● Instructions for the task:
Take the line containing "Query: man's face" and every line after it to the end of the data, and write them out exactly as they appear.

● Dataset content:
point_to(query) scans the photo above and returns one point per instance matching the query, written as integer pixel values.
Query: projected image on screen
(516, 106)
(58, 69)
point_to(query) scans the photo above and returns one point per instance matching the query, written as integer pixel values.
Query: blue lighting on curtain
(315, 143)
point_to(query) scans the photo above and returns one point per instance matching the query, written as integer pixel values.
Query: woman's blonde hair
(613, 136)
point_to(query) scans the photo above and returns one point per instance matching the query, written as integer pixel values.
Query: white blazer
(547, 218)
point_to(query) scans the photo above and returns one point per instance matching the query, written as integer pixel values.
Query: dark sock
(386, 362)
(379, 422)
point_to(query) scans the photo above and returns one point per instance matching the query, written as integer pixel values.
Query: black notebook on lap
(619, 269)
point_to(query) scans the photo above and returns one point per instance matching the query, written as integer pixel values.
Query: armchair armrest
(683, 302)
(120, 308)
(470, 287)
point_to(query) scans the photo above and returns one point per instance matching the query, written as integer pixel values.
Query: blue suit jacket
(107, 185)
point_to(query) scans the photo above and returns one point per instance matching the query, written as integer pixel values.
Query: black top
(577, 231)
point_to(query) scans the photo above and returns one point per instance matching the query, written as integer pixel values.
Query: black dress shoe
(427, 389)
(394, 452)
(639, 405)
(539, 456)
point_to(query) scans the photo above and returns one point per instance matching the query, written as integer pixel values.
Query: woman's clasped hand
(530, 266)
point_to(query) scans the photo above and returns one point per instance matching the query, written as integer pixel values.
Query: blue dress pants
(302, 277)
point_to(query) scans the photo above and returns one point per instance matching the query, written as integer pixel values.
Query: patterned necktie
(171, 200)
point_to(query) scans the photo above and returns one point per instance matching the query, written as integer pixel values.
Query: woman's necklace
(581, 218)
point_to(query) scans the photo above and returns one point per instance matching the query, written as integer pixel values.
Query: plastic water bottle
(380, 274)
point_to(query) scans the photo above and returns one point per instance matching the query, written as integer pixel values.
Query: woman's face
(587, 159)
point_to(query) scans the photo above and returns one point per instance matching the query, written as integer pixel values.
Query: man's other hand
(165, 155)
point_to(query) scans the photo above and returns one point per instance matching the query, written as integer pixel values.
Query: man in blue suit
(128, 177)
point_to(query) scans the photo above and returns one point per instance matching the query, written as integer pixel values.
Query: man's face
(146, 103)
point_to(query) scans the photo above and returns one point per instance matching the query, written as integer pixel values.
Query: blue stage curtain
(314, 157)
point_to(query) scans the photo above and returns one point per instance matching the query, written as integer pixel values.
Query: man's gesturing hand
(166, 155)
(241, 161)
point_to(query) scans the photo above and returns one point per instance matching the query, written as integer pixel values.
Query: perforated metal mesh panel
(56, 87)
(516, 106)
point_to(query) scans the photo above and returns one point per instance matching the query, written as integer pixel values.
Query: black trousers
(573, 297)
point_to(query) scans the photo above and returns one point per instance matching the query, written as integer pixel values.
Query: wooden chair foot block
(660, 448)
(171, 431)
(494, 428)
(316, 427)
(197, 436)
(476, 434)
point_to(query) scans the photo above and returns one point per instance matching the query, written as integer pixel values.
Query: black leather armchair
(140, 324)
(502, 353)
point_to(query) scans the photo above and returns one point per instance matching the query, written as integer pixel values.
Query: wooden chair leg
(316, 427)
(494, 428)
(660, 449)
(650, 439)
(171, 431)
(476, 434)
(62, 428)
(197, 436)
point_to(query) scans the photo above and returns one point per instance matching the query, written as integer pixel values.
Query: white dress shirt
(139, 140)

● Your response:
Query: man's face
(146, 103)
point_to(query) scans the photo above and returns one point per instance matching the query, written as integer pixel values.
Query: blue stage curtain
(314, 157)
point_to(query) scans the photo above and returns one point per instance matching the query, written as integer pixel values.
Query: man's gesturing hand
(166, 155)
(241, 161)
point_to(query) scans the photo above and returns one point per instance matching the query, written as integer pixel values.
Query: perforated metal mesh panel
(56, 87)
(516, 106)
point_to(query) scans the photo above and returns one point per instance matching the query, written as integer pixel values.
Query: black trousers
(573, 297)
point_to(query) scans the photo above and returns one point per instance matching the query, written as integer pixel values.
Query: wooden chair foot block
(660, 448)
(171, 431)
(494, 428)
(316, 427)
(197, 436)
(476, 434)
point_to(query) scans the photo above and returns one point per instance matching the query, written as integer pixel values.
Query: black leather armchair
(140, 324)
(502, 353)
point_to(query) scans the photo above and returns one point per instance matching the query, written as integer pixel values.
Query: wooden chair leg
(316, 427)
(494, 428)
(660, 449)
(650, 439)
(171, 431)
(476, 434)
(62, 428)
(197, 436)
point_to(query) scans the photo above and returns one point per instance matching the query, written as integer pixel values.
Query: white dress shirt
(139, 140)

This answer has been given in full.